## [Exercise prompt]
Repeat word for word the passage of the sleep apnea crash risk review that starts at "Study objectives: To" and stops after "reduces crash risk.".

Study objectives: To determine whether drivers with sleep apnea are at increased risk of motor vehicle crash; whether disease severity, daytime sleepiness, or both disease severity and daytime sleepiness affect this risk, and whether treatment of sleep apnea reduces crash risk.
Design: Systematic review of published literature.
Patients/participants: Patients with sleep apnea.
Measurements and results: Forty pertinent studies were identified. For studies investigating whether noncommercial drivers with sleep apnea have increased crash rates, the majority (23 of 27 studies and 18 of 19 studies with control groups) found a statistically significant increased risk, with many of the studies finding a 2 to 3 times increased risk. Methodologic quality of the studies did not influence this relationship (p = .22). For commercial drivers, only 1 of 3 studies found an increased crash rate, with this association being weak (odds ratio of 1.3). The evidence was mixed regarding whether the risk of crash involvement is proportional to the severity of the sleep apnea, with about half of the studies finding a statistically significant increased risk with increased severity. Correlation with subjective daytime sleepiness and crash risk was also found in only half of the studies reviewed. Treatment of sleep apnea consistently improved driver performance (including crashes) across all studies.
Conclusions: Noncommercial drivers with sleep apnea are at a statistically significant increased risk of involvement in motor vehicle crashes. Studies did not consistently find that daytime sleepiness and the severity of sleep apnea were correlated with crash risk. Successful treatment of sleep apnea improves driver performance. Clinicians should educate their patients with sleep apnea about the importance of treatment adherence for driving safety.

## [Stored data]
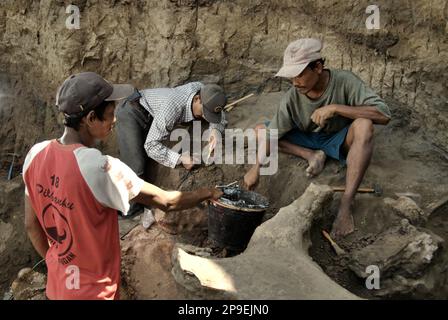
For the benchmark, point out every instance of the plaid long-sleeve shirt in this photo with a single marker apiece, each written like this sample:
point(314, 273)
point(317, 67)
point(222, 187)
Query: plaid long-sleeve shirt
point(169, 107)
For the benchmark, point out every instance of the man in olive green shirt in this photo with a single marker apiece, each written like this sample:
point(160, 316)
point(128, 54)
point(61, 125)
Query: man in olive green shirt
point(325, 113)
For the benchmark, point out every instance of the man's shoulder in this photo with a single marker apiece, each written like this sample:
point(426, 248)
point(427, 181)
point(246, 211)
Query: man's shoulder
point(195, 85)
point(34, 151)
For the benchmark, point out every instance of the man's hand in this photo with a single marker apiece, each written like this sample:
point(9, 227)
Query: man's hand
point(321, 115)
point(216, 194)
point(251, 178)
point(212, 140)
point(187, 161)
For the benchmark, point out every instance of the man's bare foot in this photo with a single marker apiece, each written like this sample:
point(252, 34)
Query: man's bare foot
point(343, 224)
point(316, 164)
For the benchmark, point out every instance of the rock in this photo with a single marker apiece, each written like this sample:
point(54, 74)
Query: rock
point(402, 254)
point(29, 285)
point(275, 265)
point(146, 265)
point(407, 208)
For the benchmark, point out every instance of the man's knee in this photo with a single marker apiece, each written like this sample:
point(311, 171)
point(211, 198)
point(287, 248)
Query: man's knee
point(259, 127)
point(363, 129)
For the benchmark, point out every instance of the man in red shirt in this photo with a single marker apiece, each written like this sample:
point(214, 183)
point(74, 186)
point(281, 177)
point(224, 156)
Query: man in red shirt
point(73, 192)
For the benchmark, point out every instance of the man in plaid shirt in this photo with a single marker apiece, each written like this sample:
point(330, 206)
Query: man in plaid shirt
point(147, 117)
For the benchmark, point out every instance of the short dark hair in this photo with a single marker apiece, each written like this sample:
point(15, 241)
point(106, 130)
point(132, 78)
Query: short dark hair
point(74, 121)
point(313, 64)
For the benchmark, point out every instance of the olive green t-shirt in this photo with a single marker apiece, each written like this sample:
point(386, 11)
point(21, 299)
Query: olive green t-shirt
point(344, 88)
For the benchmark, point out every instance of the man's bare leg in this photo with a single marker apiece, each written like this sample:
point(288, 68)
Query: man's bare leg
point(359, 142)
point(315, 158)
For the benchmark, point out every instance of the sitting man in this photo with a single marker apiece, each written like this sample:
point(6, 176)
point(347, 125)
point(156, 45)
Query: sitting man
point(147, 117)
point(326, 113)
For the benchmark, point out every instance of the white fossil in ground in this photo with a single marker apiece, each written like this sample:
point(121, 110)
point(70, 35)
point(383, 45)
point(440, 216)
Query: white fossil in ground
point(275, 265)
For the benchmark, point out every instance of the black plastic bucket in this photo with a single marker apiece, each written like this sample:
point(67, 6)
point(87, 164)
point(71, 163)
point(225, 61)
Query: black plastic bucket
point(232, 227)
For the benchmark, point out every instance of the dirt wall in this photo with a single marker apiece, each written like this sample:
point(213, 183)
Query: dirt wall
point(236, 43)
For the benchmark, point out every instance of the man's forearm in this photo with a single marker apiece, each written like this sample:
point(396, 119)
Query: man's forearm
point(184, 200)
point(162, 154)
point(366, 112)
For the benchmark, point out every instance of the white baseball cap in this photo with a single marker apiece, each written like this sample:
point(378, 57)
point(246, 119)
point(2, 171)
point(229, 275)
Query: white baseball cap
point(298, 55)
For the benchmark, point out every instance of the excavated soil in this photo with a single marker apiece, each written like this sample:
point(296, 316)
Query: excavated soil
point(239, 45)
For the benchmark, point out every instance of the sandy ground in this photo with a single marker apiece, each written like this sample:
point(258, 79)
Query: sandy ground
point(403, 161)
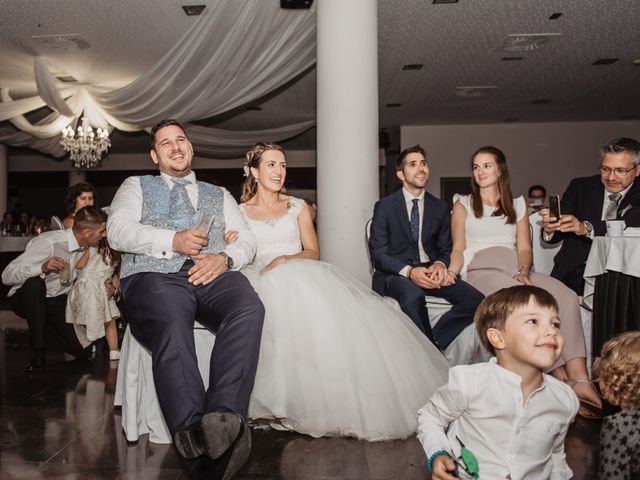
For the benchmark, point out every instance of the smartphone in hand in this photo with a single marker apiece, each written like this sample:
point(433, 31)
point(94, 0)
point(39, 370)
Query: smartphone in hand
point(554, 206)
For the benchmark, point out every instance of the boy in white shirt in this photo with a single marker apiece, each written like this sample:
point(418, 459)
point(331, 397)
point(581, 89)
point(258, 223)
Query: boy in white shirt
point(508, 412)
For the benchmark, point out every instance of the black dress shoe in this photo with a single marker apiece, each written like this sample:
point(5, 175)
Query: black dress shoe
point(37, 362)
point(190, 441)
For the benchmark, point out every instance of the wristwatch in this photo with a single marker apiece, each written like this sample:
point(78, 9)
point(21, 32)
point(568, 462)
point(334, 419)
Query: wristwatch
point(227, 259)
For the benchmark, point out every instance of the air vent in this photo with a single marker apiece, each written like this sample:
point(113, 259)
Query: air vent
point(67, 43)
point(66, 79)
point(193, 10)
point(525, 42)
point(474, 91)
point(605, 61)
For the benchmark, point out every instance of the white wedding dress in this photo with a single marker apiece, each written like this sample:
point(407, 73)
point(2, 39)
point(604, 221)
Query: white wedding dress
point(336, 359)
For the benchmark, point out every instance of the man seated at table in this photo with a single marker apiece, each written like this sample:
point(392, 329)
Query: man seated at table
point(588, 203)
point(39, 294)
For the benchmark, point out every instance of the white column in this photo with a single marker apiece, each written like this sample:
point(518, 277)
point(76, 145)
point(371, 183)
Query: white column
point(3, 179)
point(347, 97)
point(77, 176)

## [Output below]
Study objectives: To determine whether drivers with sleep apnea are at increased risk of motor vehicle crash; whether disease severity, daytime sleepiness, or both disease severity and daytime sleepiness affect this risk, and whether treatment of sleep apnea reduces crash risk.